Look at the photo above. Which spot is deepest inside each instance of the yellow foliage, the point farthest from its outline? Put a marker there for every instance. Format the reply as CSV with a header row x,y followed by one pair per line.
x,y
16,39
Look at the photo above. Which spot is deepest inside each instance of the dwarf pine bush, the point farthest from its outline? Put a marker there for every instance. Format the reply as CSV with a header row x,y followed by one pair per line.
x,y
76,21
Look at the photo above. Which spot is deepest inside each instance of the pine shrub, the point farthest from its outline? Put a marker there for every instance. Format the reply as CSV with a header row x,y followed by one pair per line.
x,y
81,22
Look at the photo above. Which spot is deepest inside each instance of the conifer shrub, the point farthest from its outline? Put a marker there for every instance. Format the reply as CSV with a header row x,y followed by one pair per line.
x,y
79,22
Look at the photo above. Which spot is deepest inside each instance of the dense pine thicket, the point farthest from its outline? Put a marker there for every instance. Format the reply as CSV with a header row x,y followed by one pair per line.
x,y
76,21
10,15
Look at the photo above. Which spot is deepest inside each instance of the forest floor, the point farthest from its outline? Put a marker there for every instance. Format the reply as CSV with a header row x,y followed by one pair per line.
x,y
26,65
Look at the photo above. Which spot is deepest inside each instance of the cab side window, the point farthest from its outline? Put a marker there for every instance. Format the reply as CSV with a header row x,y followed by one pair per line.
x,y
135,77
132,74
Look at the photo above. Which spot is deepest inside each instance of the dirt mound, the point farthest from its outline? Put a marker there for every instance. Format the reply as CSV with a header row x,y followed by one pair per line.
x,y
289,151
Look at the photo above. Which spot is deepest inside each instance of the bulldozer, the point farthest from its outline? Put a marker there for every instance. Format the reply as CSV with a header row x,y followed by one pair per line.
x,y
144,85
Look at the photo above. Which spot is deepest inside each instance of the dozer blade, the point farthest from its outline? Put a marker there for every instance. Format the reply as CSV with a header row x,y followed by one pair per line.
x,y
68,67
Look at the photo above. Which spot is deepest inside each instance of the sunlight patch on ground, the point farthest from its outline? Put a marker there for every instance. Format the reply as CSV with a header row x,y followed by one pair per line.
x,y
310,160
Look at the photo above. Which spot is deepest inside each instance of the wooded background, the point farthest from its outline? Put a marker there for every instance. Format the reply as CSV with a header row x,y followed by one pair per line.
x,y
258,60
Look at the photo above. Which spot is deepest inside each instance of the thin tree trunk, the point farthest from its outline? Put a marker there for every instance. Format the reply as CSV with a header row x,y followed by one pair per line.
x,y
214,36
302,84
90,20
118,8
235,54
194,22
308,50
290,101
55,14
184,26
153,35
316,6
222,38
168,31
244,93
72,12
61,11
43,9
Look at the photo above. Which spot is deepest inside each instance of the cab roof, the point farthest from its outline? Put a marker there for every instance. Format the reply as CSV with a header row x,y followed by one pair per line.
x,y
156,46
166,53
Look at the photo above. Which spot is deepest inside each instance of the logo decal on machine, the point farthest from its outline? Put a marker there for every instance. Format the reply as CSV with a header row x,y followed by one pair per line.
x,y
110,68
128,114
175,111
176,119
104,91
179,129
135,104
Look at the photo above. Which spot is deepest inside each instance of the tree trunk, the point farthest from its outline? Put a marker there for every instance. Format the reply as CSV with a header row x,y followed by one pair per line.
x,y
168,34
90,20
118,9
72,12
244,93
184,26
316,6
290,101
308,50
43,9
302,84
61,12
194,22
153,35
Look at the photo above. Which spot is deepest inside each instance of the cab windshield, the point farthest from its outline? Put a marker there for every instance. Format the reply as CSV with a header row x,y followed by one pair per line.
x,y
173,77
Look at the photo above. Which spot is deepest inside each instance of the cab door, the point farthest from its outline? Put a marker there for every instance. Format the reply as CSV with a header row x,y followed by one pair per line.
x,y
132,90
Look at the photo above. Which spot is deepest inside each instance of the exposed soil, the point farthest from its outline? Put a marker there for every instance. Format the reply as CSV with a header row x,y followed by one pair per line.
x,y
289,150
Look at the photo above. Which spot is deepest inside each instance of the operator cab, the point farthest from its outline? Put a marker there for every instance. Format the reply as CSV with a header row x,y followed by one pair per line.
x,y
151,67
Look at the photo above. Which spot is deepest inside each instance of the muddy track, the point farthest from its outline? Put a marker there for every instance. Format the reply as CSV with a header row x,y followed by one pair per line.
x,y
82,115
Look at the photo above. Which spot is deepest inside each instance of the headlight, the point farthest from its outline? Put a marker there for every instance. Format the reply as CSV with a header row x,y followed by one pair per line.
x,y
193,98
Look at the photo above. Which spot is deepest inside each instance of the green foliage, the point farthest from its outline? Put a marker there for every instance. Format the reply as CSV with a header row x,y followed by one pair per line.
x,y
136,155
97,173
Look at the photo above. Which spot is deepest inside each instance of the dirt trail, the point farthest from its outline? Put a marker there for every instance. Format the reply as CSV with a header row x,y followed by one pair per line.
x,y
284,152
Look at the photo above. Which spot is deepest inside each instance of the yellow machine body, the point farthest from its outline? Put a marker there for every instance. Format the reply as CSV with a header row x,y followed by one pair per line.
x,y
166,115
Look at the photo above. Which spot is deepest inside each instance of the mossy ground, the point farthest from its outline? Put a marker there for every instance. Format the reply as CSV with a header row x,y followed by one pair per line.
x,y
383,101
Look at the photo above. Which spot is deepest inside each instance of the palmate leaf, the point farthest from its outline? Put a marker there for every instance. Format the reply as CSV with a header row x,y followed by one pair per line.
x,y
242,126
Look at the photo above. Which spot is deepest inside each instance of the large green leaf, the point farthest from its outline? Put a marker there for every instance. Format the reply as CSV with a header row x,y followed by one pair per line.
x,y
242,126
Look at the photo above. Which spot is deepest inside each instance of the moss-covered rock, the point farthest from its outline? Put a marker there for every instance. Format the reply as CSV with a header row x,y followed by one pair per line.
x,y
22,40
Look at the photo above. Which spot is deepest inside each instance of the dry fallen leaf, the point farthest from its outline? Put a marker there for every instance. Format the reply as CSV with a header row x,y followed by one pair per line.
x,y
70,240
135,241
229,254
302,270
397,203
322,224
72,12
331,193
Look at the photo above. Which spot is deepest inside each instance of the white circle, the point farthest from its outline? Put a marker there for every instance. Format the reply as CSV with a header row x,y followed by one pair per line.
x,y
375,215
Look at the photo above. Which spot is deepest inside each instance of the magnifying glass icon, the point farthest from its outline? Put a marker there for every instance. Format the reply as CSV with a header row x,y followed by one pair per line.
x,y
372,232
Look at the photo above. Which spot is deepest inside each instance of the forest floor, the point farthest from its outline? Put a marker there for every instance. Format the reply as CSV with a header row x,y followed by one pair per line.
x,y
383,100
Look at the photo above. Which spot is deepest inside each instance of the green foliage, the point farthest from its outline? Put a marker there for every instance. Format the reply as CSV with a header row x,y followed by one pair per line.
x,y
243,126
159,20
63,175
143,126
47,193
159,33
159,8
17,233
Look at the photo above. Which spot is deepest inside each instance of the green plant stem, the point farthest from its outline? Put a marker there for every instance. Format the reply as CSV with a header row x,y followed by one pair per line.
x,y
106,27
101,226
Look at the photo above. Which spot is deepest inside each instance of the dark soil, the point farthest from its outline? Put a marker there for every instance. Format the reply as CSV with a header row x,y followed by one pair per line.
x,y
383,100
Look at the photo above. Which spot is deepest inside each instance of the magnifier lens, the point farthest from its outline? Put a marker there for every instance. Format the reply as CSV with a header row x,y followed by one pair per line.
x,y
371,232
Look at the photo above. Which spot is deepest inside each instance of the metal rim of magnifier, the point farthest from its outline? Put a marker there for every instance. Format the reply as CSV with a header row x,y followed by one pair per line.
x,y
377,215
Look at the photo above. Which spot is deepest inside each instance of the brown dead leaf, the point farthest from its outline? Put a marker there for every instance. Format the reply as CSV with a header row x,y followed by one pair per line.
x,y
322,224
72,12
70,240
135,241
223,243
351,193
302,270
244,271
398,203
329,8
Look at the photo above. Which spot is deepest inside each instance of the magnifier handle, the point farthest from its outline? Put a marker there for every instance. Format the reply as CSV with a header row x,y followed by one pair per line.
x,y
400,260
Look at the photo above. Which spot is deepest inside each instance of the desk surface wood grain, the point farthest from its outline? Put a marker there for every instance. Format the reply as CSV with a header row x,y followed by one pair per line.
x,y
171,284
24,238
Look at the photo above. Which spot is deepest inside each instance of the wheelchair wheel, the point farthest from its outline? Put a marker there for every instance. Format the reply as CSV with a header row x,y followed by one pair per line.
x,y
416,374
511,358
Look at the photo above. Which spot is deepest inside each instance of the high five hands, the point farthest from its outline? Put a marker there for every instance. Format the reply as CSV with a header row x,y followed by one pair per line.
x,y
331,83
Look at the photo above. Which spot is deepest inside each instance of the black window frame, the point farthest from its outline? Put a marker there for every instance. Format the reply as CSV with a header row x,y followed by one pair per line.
+ + +
The required output is every line from the one with "of the metal" to the final line of the entries, repeated exactly and with nothing else.

| Problem solution |
Look at the photo above. Which spot is deepest inside each instance of the metal rim of magnifier, the point farthest from its outline? Put a marker there for every instance. Format the reply as CSV with a header row x,y followed by one pair per line.
x,y
377,215
Look at the photo above. Which spot is deepest inside each instance of the brown dead leaf, the point farthest from its outline? Put a marker there for every instance. Format the reply as CSV with a header row x,y followed by one pair per line.
x,y
322,224
72,12
70,240
135,241
223,243
351,193
302,270
244,271
398,203
329,8
Look at the photo above. Which spot is deepest inside each instance of the magnifier handle, the point farthest from its outline? Put a marker there for every instance. Format the reply as CSV with a header row x,y followed by one pair per line.
x,y
400,260
Look at the photo above. Which spot is deepest inside each instance of the desk surface wood grain, the point farthest from its outline? Put a marker there for every instance. Format the reply as CSV with a header row x,y followed by one pair per line.
x,y
171,284
24,238
Look at the photo above. Which spot is deepest inside each instance of the wheelchair wheel, the point farthest from its outline? Put a marker there for every instance. Format the reply as CSV with a header row x,y followed by one pair per line.
x,y
416,374
511,358
Look at the photo above. Which spot is deepest inside each instance of the high five hands, the point farthest from its outline? Put a marker there for every instance. Format the reply as CSV with a header row x,y followed by one pair per line.
x,y
331,83
Look at the photo above. Which spot is deepest inside each instance of the black window frame, the point farthest from its outline? Put a marker there for every instance. Format the reply as CSV with a header row x,y followed by one pair per line.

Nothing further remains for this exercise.